Written problem:
Collect every line in the material below that contains the word "hair", matching case exactly, and copy each of those lines out in full.

::::::

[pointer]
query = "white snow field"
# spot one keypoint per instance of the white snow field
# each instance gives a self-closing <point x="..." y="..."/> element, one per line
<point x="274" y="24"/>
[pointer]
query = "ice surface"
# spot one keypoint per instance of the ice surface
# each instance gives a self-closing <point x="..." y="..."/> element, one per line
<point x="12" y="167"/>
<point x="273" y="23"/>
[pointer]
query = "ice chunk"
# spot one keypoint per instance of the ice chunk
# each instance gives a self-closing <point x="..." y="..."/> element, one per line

::::::

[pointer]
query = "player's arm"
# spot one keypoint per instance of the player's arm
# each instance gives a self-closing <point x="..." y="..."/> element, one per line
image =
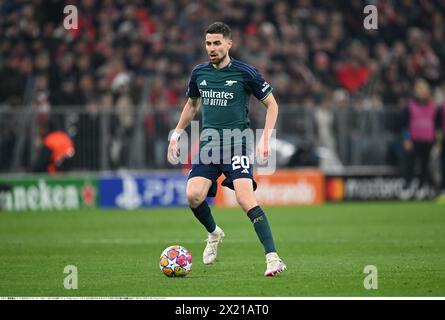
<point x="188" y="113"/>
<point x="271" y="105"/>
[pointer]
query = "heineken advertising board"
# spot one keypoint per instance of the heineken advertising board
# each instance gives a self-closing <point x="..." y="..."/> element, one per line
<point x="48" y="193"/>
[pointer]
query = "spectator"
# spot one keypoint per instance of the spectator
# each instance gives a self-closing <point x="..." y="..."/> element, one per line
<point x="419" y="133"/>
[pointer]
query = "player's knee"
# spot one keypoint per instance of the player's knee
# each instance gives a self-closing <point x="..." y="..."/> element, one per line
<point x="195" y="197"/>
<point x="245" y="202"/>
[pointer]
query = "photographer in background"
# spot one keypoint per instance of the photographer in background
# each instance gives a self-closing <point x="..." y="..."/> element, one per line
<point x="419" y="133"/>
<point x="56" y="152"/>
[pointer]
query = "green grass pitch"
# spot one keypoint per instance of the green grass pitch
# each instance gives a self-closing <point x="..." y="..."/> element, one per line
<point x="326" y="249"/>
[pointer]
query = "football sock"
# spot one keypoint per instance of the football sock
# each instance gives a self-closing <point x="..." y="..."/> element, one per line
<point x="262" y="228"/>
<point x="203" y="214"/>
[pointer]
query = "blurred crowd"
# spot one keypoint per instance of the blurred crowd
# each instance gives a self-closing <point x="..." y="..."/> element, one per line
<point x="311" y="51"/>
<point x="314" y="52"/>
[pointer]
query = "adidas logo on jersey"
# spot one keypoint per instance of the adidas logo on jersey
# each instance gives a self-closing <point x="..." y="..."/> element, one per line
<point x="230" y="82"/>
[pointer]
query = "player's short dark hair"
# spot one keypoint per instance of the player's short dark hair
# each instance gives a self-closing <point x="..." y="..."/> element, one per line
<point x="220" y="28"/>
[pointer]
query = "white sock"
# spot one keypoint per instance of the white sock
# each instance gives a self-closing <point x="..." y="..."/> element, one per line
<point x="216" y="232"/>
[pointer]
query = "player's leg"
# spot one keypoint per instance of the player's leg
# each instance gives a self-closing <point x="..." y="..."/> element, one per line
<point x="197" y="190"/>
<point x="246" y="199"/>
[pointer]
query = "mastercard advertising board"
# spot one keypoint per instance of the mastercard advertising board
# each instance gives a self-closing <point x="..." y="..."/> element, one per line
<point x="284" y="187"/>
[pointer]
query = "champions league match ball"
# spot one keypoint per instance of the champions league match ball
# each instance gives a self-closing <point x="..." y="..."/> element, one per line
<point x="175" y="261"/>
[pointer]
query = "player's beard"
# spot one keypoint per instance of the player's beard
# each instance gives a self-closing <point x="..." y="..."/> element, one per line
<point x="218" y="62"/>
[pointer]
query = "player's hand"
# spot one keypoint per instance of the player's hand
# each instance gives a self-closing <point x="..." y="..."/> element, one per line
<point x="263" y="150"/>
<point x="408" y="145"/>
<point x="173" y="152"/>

::::::

Complete response:
query = "player's short dark hair"
# spot one keypoint per instance of the player's short dark hair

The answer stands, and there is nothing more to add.